This beautifully faded skeleton formed the foundation for a gloriously eclectic mixture of furniture, paintings, antique wallpaper from Hong Kong, huge mirrors to bounce light around the space, lamps (of course) and racks and piles of “far too many” clothes and accessories.

“All these cupboards are just full of clothes that I’ve collected since I was 15. I was a punk rocker then and I’ve kept all my Vivienne Westwood, all my Seditionaries clothing and my Pam Hogg. All my clothes are vintage, I don’t really buy new stuff.”

Next to the dressing room is a shower room, which Hersham-Loftus assures me was once a very clear space but now houses fur coats and the “Rude” lampshades that Loftus makes from vintage lingerie lace. With their curvaceous, corsetry-inspired shapes and boudoir fabrics, these would look at home in any fin-de-siecle Paris bordello and can be found in celeb homes the world over – Patsy Kensit and Liam Gallagher bought the entire first collection and Courtney Love owns several, while other celebrity fans of her louche interiors style include Howard Jacobson, Twiggy, Babara Haluniki, Yoko Ono, Sadie Frost and Rachel Stevens.

Even Hersham-Loftus’s off-duty outfit manages to incorporate a healthy dose of bohemia – apparently she’s just back from the gym but has still accessorised her grey marl tracksuit bottoms with a pair of heeled clogs Stevie Nicks wouldn’t have turned her nose up at. You expect Anita Pallenberg and Mick Jagger to wander past at any moment having taken a wrong turn off the set of Performance.

Provided material:
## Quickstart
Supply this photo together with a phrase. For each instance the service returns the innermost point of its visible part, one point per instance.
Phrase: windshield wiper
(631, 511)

Tasks to carry out:
1. From the passage about Hersham-Loftus's home, extract the text between "Next to the" and "and Rachel Stevens.", inclusive.
2. According to the passage about Hersham-Loftus's home, who bought the entire first collection of the "Rude" lampshades?
3. Write the next part of the passage about Hersham-Loftus's home, beginning after its final sentence.

Answers to each task:
1.
Next to the dressing room is a shower room, which Hersham-Loftus assures me was once a very clear space but now houses fur coats and the “Rude” lampshades that Loftus makes from vintage lingerie lace. With their curvaceous, corsetry-inspired shapes and boudoir fabrics, these would look at home in any fin-de-siecle Paris bordello and can be found in celeb homes the world over – Patsy Kensit and Liam Gallagher bought the entire first collection and Courtney Love owns several, while other celebrity fans of her louche interiors style include Howard Jacobson, Twiggy, Babara Haluniki, Yoko Ono, Sadie Frost and Rachel Stevens.

2. Patsy Kensit and Liam Gallagher bought the entire first collection.

3.
Such is her passion for clothes, Hersham-Loftus even used to use them as decoration before her father, an art collector and one of the first dealers to bring Russian artists to London, died five months ago and left her his extensive collection of early 20th century Russian paintings.

“Before my father died, all I had hanging on the walls was beautiful clothes. I used to hang things like Yohji Yamamoto coats or Gothic jackets or Vivienne Westwood dresses. I’ve now got these really beautiful paintings all over the walls. It’s made the space much more sophisticated bohemian, before it was just basically bohemian and a bit hippy but now it’s become much more sophisticated with the paintings and the plants.”

A stucco-fronted 19th century flat may be the obvious vehicle for this glamorously sexy abundance but Hersham-Loftus insists that she can recreate this sensuous atmosphere in any space for, even in the boxiest contemporary interior. Her blue print starts with lighting, with backlit plants in every corner, table lights and wall lights to soften any hard edges.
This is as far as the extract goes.